- THE DATA:
━━━━━━━━━━━━━━━━━━━━

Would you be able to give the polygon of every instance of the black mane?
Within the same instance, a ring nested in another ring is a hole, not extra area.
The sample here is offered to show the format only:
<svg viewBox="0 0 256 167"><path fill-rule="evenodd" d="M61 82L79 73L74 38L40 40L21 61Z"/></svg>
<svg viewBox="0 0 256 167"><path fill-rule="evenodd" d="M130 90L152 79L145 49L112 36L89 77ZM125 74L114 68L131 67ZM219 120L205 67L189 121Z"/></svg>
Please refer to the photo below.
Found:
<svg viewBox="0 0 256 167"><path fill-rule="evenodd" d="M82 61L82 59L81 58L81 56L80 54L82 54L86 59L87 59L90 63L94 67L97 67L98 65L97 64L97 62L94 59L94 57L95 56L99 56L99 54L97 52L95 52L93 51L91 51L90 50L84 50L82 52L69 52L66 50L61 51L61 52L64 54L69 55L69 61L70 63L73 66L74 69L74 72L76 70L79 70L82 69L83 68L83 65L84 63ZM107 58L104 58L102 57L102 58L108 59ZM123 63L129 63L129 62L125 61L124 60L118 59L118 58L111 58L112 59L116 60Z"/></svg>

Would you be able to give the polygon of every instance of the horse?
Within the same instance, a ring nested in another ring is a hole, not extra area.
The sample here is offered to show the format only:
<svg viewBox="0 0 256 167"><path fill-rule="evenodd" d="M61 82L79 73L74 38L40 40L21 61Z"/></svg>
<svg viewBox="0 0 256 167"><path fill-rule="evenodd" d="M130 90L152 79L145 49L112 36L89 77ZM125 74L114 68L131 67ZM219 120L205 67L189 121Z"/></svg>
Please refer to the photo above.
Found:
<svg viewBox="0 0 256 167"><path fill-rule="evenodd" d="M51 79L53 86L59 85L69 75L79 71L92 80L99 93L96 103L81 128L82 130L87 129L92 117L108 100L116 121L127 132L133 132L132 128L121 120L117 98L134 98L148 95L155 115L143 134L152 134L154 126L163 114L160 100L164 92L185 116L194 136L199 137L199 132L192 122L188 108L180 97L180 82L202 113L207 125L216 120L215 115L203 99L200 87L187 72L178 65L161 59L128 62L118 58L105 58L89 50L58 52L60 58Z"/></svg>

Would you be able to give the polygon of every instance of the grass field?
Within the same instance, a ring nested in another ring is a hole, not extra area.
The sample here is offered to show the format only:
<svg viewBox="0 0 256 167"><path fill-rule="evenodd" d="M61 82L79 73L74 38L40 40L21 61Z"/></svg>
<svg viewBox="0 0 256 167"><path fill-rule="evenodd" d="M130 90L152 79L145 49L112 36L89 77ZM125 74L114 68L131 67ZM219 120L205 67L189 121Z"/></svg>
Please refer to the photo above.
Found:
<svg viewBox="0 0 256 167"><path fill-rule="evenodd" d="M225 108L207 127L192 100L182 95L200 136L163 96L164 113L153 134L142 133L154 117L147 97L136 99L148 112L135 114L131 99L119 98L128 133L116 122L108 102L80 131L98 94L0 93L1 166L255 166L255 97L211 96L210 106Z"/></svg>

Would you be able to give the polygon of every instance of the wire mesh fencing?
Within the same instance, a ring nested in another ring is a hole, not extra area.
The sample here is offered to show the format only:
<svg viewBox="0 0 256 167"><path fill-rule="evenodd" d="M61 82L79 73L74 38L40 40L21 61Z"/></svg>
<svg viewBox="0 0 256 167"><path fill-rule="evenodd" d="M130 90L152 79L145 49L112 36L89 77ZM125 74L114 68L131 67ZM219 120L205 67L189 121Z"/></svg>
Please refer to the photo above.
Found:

━━━━━━━━━━━━━━━━━━━━

- WHAT YOU NEED TO DO:
Copy out the stretch of the records from their beginning through the line containing "61L82 59L81 58L81", with both ends included and every line reproduced without change.

- RESULT OF THIS TASK:
Would you be able to give the polygon of every instance of the black mane?
Within the same instance, a ring nested in another ring is a hole, not extra area.
The sample here is offered to show the format only:
<svg viewBox="0 0 256 167"><path fill-rule="evenodd" d="M61 82L79 73L74 38L40 40L21 61Z"/></svg>
<svg viewBox="0 0 256 167"><path fill-rule="evenodd" d="M130 90L152 79L145 49L112 36L89 77ZM125 74L114 68L131 67ZM219 120L205 67L189 121Z"/></svg>
Please refer to the photo below.
Found:
<svg viewBox="0 0 256 167"><path fill-rule="evenodd" d="M82 61L82 59L81 58L81 56L80 54L82 54L86 59L87 59L90 63L94 67L97 67L98 65L97 64L97 62L94 59L94 57L95 56L99 56L99 54L97 52L95 52L93 51L91 51L90 50L84 50L82 52L69 52L66 50L61 51L61 52L64 54L69 55L69 61L70 63L73 66L74 69L74 72L76 70L79 70L82 69L83 68L83 65L84 63ZM107 58L104 58L102 57L102 58L108 59ZM123 63L129 63L129 62L125 61L124 60L118 59L118 58L111 58L112 59L116 60Z"/></svg>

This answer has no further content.